Lista zadań.
A) Czy te stwierdzenia zgadzają się z tekstem o warzywniku: (i) wszystkie zasiane nasiona wykiełkowały, (ii) najlepsza w smaku okazała się rzodkiewka, (iii) warzywa na grządkach zasiał pan Krzysztof? Przy każdym odpowiedz tak lub nie i przytocz dosłownie rozstrzygające słowa tekstu.
B) Przepisz fragment tekstu o warzywniku od słów „Wszyscy wiemy, że" do słów „prowadzącymi kółka terapeutyczne.", zamieniając „warzywnik" na „ogród warzywny".

Fragment dokumentu.

Wszyscy wiemy, że warzywa są bardzo ważnym elementem zdrowego odżywiania się. Z drugiej strony coraz trudniej o dostęp do warzyw świeżych, niepotraktowanych środkami ochrony roślin. Najlepiej więc postarać się o swoją własną, choćby niewielką plantację.
Nasz dom znajduje się na dużej działce i bez trudu można było wygospodarować miejsce na spory warzywnik. Oprócz możliwości posiadania własnych, świeżych i zdrowych warzyw, pozyskaliśmy również miejsce terapii i nauki dla naszych dzieci we współpracy z pedagogiem i wychowawcami prowadzącymi kółka terapeutyczne.

Miejsce pod warzywa zostało przygotowane praktycznie od zera. Pan Krzysztof wraz grupą chłopców zdjął górną warstwę darni wraz z trawą oraz przygotował i użyźnił ziemię. Na wyznaczonych grządkach Marek zasiał warzywa. W podlewanie i pielenie ogrodu zaangażowana była większość wychowanków. Takie prace okazały się fajną zabawą, choć – jak to z dziećmi bywa – czasami potrzebowały większej zachęty. Pomimo iż nie wszystkie nasiona wykiełkowały, warzywa obrodziły znakomicie. Jeśli chodzi o walory smakowe to najlepsza była rzodkiewka.

Poprzez pracę w ogrodzie dzieci zdobywają umiejętności i doświadczenie. Nie sposób nie wspomnieć w tym miejscu o coraz popularniejszej hortiterapii, czyli leczeniu ogrodem – jest to metoda terapeutyczna, pozwalająca rozwijać intelekt, modyfikować samopoczucie oraz zwiększać sprawność motoryczną u osób z zaburzeniami ruchowymi i psychicznymi. Dodajmy do tego jeszcze wrażenia estetyczne, wyciszenie w obcowaniu z roślinami a także znakomite walory smakowe i widzimy jak wiele korzyści przyniosła ta inicjatywa. Wyhodowane warzywa wykorzystaliśmy również w zajęciach kulinarnych i po prostu jako zdrową przekąskę.

Dane.
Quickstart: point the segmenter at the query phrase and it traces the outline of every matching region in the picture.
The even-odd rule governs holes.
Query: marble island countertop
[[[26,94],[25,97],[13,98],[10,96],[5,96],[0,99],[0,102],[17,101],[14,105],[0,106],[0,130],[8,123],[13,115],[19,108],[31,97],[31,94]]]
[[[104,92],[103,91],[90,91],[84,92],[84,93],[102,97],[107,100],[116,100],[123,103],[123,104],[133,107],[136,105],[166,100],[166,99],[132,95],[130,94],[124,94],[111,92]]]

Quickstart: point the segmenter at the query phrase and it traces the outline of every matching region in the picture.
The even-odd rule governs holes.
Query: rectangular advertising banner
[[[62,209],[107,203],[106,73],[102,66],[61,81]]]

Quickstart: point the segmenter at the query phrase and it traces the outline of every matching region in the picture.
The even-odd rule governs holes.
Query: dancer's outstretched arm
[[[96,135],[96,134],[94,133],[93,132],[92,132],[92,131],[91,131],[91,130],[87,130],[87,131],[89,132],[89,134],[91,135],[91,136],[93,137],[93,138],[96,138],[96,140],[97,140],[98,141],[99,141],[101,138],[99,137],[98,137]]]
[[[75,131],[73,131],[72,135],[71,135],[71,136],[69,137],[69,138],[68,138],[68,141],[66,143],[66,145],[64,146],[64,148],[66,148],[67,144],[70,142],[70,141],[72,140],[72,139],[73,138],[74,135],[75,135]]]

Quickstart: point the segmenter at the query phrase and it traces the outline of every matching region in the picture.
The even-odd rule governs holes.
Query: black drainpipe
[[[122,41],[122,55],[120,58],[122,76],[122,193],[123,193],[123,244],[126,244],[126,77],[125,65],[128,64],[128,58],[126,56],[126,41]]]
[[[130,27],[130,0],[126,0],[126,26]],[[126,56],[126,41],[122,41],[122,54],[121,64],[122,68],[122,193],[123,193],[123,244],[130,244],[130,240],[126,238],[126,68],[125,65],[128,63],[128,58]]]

==

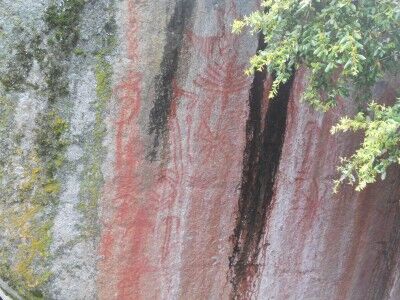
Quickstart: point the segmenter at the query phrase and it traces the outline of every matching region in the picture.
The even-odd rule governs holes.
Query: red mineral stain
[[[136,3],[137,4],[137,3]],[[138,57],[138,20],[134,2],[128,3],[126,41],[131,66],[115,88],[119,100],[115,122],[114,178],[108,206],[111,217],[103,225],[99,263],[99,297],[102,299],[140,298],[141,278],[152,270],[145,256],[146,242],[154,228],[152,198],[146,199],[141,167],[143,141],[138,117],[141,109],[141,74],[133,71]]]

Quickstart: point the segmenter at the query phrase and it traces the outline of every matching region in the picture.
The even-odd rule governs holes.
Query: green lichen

---

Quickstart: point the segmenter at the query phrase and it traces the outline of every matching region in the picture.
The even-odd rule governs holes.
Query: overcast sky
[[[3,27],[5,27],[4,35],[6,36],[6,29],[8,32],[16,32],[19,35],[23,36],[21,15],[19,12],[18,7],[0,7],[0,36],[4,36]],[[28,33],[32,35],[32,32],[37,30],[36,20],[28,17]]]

Zestaw odpowiedzi.
A)
(i) Nie: „Pomimo iż nie wszystkie nasiona wykiełkowały, warzywa obrodziły znakomicie."
(ii) Tak: „Jeśli chodzi o walory smakowe to najlepsza była rzodkiewka."
(iii) Nie: „Na wyznaczonych grządkach Marek zasiał warzywa."

B)
Wszyscy wiemy, że warzywa są bardzo ważnym elementem zdrowego odżywiania się. Z drugiej strony coraz trudniej o dostęp do warzyw świeżych, niepotraktowanych środkami ochrony roślin. Najlepiej więc postarać się o swoją własną, choćby niewielką plantację.
Nasz dom znajduje się na dużej działce i bez trudu można było wygospodarować miejsce na spory ogród warzywny. Oprócz możliwości posiadania własnych, świeżych i zdrowych warzyw, pozyskaliśmy również miejsce terapii i nauki dla naszych dzieci we współpracy z pedagogiem i wychowawcami prowadzącymi kółka terapeutyczne.